→ Page excerpt
-- BEGIN --
Feature Scaling with Partitions

Feature Scaling with Partitions - Printable Version

+- Python Forum (https://python-forum.io)
+-- Forum: Python Coding (https://python-forum.io/forum-7.html)
+--- Forum: Data Science (https://python-forum.io/forum-44.html)
+--- Thread: Feature Scaling with Partitions (/thread-28959.html)

Feature Scaling with Partitions - rocketfish - Aug-11-2020

I would like to apply normalization to a column in a Pandas DataFrame. However, I would like partition the table into shop_id values and apply separate normalization of item_cnt_day within each shop_id. Here's the dataset link if you're interested.

Does anyone know a method to achieve this result? Wall

Custom code is welcome! Thanks.

rocketfish

RE: Feature Scaling with Partitions - scidam - Aug-12-2020

Something like the following should work,

df['item_cnt_day'] = df.groupby('shop_id')['item_cnt_day'].transform(lambda x: (x-x.mean())/x.std())

However, if the group (a set of records with the same shop_id value) consist of one element only, this per-group scaling
will yield to NaN value (since x.std()= 0 if x is an array consisting of only one element).

RE: Feature Scaling with Partitions - rocketfish - Aug-12-2020

@scidam - Thank you for your quick response! This is exactly the elegant solution I was hoping for.

RE: Feature Scaling with Partitions - rocketfish - Aug-13-2020

For any others who are interested, here's a helpful explanation of how transform() works.

https://pbpython.com/pandas_transform.html
-- END --
→ Supplied information
-- BEGIN --
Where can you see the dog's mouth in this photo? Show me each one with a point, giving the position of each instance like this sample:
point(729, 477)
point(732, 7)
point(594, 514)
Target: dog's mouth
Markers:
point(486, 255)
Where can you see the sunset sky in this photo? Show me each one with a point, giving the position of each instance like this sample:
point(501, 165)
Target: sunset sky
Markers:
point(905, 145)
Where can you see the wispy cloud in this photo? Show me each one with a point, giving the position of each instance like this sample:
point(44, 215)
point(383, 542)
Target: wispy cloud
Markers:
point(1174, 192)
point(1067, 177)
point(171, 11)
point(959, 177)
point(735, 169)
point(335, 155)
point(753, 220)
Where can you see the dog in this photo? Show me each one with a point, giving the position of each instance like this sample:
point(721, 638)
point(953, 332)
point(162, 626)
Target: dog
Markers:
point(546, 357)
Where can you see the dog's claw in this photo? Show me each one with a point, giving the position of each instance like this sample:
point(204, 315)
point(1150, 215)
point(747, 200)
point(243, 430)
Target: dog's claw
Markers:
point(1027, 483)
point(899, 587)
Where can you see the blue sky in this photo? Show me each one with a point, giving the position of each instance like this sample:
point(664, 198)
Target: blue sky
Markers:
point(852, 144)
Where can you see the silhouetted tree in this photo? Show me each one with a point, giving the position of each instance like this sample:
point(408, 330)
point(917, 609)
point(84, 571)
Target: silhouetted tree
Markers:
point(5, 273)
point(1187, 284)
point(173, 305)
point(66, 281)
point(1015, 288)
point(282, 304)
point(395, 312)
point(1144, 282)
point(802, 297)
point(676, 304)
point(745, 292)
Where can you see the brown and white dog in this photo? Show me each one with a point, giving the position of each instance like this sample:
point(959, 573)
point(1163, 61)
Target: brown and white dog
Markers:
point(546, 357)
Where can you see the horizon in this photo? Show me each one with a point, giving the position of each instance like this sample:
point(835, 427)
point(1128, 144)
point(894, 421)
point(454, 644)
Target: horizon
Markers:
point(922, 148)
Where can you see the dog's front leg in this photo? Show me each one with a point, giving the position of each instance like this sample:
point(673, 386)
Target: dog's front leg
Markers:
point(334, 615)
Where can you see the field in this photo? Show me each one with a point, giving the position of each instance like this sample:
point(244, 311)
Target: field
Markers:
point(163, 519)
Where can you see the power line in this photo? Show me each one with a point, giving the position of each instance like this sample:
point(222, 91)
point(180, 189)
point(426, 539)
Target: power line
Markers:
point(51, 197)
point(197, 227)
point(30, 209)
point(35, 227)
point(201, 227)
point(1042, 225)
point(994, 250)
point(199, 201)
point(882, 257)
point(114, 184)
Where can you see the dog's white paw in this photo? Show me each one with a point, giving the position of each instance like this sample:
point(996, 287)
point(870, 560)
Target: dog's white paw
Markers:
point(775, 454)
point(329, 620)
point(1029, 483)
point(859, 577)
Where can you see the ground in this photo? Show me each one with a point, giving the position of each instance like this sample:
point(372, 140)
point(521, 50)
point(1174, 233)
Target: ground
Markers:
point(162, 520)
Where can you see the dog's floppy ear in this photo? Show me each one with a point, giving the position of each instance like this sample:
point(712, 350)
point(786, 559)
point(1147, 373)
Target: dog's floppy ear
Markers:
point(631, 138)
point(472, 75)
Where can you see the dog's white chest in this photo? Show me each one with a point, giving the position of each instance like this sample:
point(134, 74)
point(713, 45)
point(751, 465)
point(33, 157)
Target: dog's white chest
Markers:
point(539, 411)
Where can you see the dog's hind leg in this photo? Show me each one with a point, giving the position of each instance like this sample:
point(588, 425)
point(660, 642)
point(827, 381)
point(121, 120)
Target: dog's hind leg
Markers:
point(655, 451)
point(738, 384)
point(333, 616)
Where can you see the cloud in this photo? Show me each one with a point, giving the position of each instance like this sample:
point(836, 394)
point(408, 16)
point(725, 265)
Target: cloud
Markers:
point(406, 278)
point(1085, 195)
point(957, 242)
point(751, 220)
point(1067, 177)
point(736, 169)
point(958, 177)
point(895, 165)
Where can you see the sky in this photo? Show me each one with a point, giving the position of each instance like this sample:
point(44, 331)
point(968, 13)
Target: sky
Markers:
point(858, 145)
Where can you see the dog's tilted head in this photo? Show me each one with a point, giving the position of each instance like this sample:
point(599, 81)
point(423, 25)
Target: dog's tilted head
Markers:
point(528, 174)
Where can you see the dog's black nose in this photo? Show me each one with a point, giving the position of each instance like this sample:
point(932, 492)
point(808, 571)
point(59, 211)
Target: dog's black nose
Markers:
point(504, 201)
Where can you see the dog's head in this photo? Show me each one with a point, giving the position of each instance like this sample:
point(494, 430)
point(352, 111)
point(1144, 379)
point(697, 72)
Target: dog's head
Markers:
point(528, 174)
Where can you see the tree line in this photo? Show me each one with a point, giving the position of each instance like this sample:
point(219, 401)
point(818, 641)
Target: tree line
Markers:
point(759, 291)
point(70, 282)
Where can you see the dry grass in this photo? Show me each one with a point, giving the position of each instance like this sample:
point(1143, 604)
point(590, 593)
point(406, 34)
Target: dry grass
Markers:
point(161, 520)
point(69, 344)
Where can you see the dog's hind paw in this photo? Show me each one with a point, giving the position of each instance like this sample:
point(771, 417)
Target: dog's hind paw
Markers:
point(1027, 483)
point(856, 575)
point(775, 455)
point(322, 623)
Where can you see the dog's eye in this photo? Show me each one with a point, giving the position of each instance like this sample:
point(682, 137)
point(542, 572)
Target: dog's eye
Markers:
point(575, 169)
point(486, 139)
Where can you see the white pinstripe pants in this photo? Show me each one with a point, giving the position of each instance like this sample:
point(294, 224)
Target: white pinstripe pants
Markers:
-- END --
→ Given problem
Answer these about the forum thread on feature scaling, one line each:
1. Which column's values did rocketfish want to partition the table by?
2. What value does scidam say the per-group scaling will produce for a group with only one element?
3. What link did rocketfish post on Aug-13-2020 for an explanation of how transform() works?

→ Solution to this task
1. shop_id
2. NaN
3. https://pbpython.com/pandas_transform.html